**What the task requires**: Copy the records that open with the line containing "I need to verify whether any stainless" and close with the line containing "xmin=0 ymin=259 xmax=300 ymax=376", swapping every "bounding box" for "enclosing box" and leaving all else as it stands.

**Data supplied**:
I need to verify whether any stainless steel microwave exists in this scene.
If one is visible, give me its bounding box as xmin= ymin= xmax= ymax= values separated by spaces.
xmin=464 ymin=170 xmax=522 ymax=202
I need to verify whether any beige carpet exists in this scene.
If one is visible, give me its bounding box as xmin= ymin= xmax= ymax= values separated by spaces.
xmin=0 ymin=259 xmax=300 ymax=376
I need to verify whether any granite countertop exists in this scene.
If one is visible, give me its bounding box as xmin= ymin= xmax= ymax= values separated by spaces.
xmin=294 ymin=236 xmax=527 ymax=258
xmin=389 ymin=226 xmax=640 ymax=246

...

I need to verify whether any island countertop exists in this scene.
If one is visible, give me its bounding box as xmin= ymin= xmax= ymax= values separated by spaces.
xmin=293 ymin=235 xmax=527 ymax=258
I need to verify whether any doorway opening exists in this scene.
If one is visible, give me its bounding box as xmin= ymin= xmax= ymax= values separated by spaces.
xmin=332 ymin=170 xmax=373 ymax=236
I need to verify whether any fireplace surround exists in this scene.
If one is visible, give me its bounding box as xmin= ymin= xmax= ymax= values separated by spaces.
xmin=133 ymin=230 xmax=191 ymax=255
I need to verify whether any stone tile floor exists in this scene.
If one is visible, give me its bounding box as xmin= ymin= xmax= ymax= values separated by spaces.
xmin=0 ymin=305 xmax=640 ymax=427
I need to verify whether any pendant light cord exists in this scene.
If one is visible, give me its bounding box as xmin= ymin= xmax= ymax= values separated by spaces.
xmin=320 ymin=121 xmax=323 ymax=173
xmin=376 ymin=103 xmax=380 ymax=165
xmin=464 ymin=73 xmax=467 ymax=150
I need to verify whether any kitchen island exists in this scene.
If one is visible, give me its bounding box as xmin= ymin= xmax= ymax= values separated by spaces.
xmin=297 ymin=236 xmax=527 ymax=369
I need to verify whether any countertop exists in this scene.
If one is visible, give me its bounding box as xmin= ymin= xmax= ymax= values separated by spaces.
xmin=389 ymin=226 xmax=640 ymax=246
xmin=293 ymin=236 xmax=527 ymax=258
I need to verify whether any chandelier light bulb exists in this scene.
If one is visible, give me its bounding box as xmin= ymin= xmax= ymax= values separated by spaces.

**Correct output**:
I need to verify whether any stainless steel microwave exists in this scene.
If one is visible, give me its enclosing box as xmin= ymin= xmax= ymax= values separated by spaces.
xmin=464 ymin=170 xmax=522 ymax=202
I need to verify whether any beige carpet exists in this scene.
If one is visible, give me its enclosing box as xmin= ymin= xmax= ymax= values separated by spaces.
xmin=0 ymin=259 xmax=300 ymax=376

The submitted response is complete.